start

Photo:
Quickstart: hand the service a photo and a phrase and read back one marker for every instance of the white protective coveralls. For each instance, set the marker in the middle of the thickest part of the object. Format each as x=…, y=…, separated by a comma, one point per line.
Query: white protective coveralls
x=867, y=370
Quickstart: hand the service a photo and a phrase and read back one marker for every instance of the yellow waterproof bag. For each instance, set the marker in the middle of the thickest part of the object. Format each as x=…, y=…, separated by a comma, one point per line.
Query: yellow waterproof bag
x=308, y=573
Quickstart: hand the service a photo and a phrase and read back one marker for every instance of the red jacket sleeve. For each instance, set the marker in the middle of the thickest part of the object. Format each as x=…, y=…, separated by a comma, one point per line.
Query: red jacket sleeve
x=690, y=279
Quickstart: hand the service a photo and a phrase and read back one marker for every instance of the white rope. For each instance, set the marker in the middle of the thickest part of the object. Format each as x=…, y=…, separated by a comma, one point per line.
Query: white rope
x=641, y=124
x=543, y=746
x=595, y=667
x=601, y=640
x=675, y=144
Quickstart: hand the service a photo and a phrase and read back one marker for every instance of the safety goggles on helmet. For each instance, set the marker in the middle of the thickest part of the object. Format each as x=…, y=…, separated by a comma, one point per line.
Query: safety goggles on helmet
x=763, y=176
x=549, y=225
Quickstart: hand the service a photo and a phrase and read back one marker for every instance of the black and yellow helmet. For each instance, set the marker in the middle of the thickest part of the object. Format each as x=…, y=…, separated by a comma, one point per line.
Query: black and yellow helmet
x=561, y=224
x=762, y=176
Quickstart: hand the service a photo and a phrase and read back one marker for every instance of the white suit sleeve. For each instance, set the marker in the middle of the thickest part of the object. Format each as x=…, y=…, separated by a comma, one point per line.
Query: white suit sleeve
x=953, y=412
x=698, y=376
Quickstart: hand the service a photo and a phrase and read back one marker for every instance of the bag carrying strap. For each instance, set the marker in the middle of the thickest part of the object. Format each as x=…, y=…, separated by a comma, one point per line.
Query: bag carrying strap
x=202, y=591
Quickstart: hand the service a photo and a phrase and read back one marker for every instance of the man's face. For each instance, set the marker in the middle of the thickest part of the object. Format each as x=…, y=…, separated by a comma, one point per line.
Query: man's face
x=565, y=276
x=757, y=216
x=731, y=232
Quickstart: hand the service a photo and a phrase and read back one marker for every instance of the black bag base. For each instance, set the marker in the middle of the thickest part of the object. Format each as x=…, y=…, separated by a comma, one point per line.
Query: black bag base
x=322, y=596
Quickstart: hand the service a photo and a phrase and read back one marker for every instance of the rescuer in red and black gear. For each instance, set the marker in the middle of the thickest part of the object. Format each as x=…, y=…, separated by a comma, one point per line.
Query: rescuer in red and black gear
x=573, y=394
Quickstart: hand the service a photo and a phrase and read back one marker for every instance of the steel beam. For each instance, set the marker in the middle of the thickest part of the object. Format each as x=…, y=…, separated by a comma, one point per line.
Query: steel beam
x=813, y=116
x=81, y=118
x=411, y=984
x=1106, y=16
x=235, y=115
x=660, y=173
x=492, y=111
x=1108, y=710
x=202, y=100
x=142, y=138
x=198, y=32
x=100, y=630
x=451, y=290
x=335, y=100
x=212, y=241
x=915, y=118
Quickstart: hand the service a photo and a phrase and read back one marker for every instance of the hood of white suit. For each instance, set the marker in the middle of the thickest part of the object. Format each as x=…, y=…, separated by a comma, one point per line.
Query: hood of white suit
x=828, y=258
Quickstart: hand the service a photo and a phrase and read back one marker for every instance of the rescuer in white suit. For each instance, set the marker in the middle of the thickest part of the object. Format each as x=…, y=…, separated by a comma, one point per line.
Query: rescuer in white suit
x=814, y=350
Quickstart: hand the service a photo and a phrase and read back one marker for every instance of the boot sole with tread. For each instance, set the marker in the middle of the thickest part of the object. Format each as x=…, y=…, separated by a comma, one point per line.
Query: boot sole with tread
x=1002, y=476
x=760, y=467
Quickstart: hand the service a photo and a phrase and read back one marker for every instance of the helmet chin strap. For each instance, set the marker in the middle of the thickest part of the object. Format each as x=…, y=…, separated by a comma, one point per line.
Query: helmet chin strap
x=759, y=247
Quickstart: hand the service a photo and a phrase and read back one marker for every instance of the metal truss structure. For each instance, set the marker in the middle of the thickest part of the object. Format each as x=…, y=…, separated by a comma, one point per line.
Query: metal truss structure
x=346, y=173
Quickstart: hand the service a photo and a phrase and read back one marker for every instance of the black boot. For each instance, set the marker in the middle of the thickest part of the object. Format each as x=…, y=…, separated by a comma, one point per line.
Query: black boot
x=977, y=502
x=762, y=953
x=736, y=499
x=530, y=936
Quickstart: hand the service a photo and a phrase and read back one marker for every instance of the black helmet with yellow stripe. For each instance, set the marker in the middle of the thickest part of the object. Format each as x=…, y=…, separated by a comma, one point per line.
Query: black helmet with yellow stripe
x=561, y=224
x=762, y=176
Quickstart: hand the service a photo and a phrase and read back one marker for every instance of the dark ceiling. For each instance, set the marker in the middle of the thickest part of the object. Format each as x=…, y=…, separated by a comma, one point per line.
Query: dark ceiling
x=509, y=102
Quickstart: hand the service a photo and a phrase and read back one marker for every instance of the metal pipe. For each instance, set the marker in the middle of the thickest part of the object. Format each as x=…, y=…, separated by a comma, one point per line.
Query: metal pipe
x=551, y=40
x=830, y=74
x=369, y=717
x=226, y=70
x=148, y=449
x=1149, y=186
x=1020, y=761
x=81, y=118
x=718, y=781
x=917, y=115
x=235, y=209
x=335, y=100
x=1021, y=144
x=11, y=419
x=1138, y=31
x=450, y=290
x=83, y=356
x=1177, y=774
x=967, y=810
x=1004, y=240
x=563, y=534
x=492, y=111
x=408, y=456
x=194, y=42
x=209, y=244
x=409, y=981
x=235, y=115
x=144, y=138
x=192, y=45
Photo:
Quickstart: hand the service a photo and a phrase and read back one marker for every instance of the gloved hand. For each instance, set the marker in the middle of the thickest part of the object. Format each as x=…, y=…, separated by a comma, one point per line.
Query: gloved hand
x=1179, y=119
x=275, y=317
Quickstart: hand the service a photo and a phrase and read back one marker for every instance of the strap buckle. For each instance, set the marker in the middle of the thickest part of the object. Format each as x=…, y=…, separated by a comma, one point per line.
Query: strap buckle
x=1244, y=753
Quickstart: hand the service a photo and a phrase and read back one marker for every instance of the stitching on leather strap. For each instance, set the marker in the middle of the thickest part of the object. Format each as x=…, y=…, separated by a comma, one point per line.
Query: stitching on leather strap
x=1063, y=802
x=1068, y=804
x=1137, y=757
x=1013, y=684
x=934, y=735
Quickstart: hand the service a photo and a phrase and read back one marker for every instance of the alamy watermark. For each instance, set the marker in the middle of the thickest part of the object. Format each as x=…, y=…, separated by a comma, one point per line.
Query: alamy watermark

end

> [EXERCISE DETAILS]: Reproduce all of the data above, substituting "pin" for each occurrence of "marker" and leaving everything else unchanged.

> [TASK ANSWER]:
Photo:
Quickstart: hand the service a photo and a phrase and read back one pin for every instance of the white protective coveralls. For each instance, set the pin in the middle of the thickest part of the object. Format each as x=…, y=…, separated by a comma, one point per line.
Query: white protective coveralls
x=867, y=370
Quickstart: hand the service a photo and a phrase and read back one pin for every instance of the yellow waterproof bag. For each instance, set the pin in the middle of the thickest part of the object. Format each as x=…, y=…, separated by a comma, one point per line.
Query: yellow waterproof bag
x=308, y=573
Quickstart: hand the service a photo and a phrase and read back one pin for every instance of the red jacket sleeve. For each instance, set the pin in the middle of the thickest part of the object. Format each as x=…, y=…, separated by a comma, one point per line.
Query: red jacket sleeve
x=690, y=279
Quickstart: hand the service a photo and a phrase and read back one pin for every instance of the white rope. For each instance, set the pin in the middle of the thickest part of the object. Format each as x=…, y=…, separated by a comma, one point per line.
Query: white rope
x=641, y=124
x=543, y=746
x=595, y=667
x=601, y=640
x=675, y=144
Quickstart: hand the service a photo and a phrase and read back one pin for every instance of the safety goggles on helmet. For each instance, set the pin in the middle of the thickest part of the object. Format each as x=…, y=…, separated by a comma, one point per line.
Query: safety goggles on helmet
x=763, y=176
x=549, y=225
Quickstart: hand the service a photo and a phrase and read back one pin for every instance of the black and yellow helmet. For each instance, set the pin in the middle of the thickest part of the object. Format each as x=…, y=…, separated by a comma, one point per line.
Query: black and yellow helmet
x=561, y=224
x=762, y=176
Quickstart: hand the service a photo and a phrase and read back one pin for every instance of the white suit sleeve. For each instance, set the pin in the middle of the thickest part of the object. Format each as x=…, y=…, separated by a comma, one point per line.
Query: white suit sleeve
x=953, y=412
x=698, y=376
Quickstart: hand the service a photo and a phrase and read back one pin for every instance of the bag carrying strap. For each instance, set the pin in the middle of the thickest part of the object. Format each as x=…, y=…, separated by a comma, one point per line.
Query: bag carrying strap
x=202, y=591
Quickstart: hand the service a photo and a phrase and read back one pin for every instance of the man's face. For each instance, set the pin in the middle of the thickest part of the object. Format each as x=…, y=…, separated by a comma, one point per line.
Query: man's face
x=565, y=276
x=757, y=216
x=731, y=232
Quickstart: hand the service a photo and a phrase and read back one pin for every instance of the black bag base. For each instance, set the pin in the middle of the thickest part of the object. Format each as x=…, y=…, separated by a comma, one point per line.
Query: black bag base
x=322, y=596
Quickstart: hand the service a photo and a phrase and read back one pin for every instance of the rescuer in red and black gear. For each instance, set the pin in the middle of the thickest part of the object. Format each as x=…, y=…, separated by a comma, one point per line.
Query: rescuer in red and black gear
x=573, y=394
Quickstart: hand the service a photo and a phrase and read back one pin for every instance of the steel beam. For each instance, set the pin in the middle of the thickest part of the object. Format each as x=…, y=…, separated by a comma, one point per line.
Query: steel beam
x=813, y=116
x=81, y=118
x=411, y=984
x=1106, y=16
x=235, y=115
x=660, y=173
x=492, y=111
x=1108, y=710
x=202, y=100
x=142, y=138
x=198, y=32
x=100, y=630
x=451, y=290
x=335, y=100
x=212, y=241
x=915, y=118
Quickstart: hand the service a photo and a phrase and read back one pin for every instance of the hood of white suit. For each instance, set the pin in the middle of the thickest part of the object. Format each as x=…, y=…, separated by a comma, one point per line.
Query: hood of white suit
x=828, y=258
Quickstart: hand the service a photo and a phrase and read back one pin for every instance of the rescuer in white suit. For each instance, set the pin in the middle of the thickest part of the object. Format each as x=…, y=…, separated by a comma, one point per line.
Query: rescuer in white suit
x=814, y=350
Quickstart: hand the service a photo and a phrase and read back one pin for every instance of the boot sole with tread. For each instance, set the pin in the middle of the thickest part of the object. Format each as x=…, y=…, separated by a comma, one point per line.
Query: boot sole with tread
x=1002, y=476
x=760, y=467
Quickstart: hand the service a photo and a phrase and read back one pin for every instance of the helmet chin strap. For each instance, set the pin in the middle of the thickest part of the object. Format each as x=…, y=…, separated by a comma, one point per line.
Query: helmet chin strap
x=759, y=247
Quickstart: hand the service a photo and a phrase and read back one pin for every instance of the metal truss structure. For each instance, set the pin in the middle of the thickest part of the object. Format each as x=…, y=…, separated by a comma, one point per line.
Query: metal truss structure
x=346, y=173
Quickstart: hand the service a photo and a phrase and read back one pin for every instance of the black boot. For each instance, set the pin in the middle of the thickest part of the object. Format each as x=…, y=…, separated by a comma, one point per line.
Query: black boot
x=977, y=502
x=762, y=953
x=736, y=499
x=530, y=936
Quickstart: hand the service a photo and a phrase and read back one pin for every instance of the black helmet with yellow stripe. For each instance, set the pin in the middle of the thickest part of the object. Format each as x=…, y=…, separated by a comma, one point per line.
Query: black helmet with yellow stripe
x=561, y=224
x=762, y=176
Quickstart: hand the service a photo and a phrase and read back one pin for every instance of the dark ceiling. For each instance, set the pin in the middle of the thickest part of the object. Format each as x=…, y=…, separated by a comma, one point per line.
Query: dark ceiling
x=509, y=102
Quickstart: hand the service a photo and a phrase and read back one pin for every instance of the metal pipe. For each instance, set the pin in the middle of the thickest part of the object. Format each as x=…, y=…, separated by a comma, one point per line.
Query: metal pipe
x=551, y=40
x=830, y=74
x=369, y=717
x=226, y=70
x=148, y=449
x=1149, y=186
x=1020, y=761
x=81, y=118
x=718, y=781
x=917, y=115
x=235, y=209
x=335, y=100
x=1021, y=144
x=11, y=419
x=1138, y=31
x=450, y=290
x=83, y=356
x=1177, y=774
x=967, y=810
x=1004, y=240
x=563, y=534
x=492, y=111
x=408, y=456
x=194, y=42
x=209, y=244
x=409, y=981
x=235, y=115
x=144, y=138
x=192, y=45
Photo:
Quickstart: hand the service a photo and a phrase and read back one pin for every instance of the gloved hand. For each instance, set the pin in the middle of the thickest part of the object. Format each as x=…, y=…, separated by a comma, one point per line.
Query: gloved hand
x=1179, y=119
x=275, y=317
Quickstart: hand the service a photo and a phrase and read back one pin for every instance of the strap buckle. For each instance, set the pin in the middle of the thickest part of the object. Format each as x=…, y=…, separated by a comma, one point per line.
Query: strap buckle
x=1244, y=753
Quickstart: hand the service a photo and a phrase and read back one pin for every instance of the stitching on leather strap. For each instance, set the pin in the middle of the thickest part of the object. Format each as x=…, y=…, separated by a comma, one point per line.
Query: stitching on leather strap
x=1063, y=802
x=1068, y=804
x=1137, y=757
x=1013, y=684
x=934, y=735
Quickstart: hand the service a photo and a phrase and read back one pin for every instance of the alamy watermark. For each instance, set the pin in the middle of the thickest part of the object. Format each as x=…, y=…, separated by a comma, one point per line.
Query: alamy watermark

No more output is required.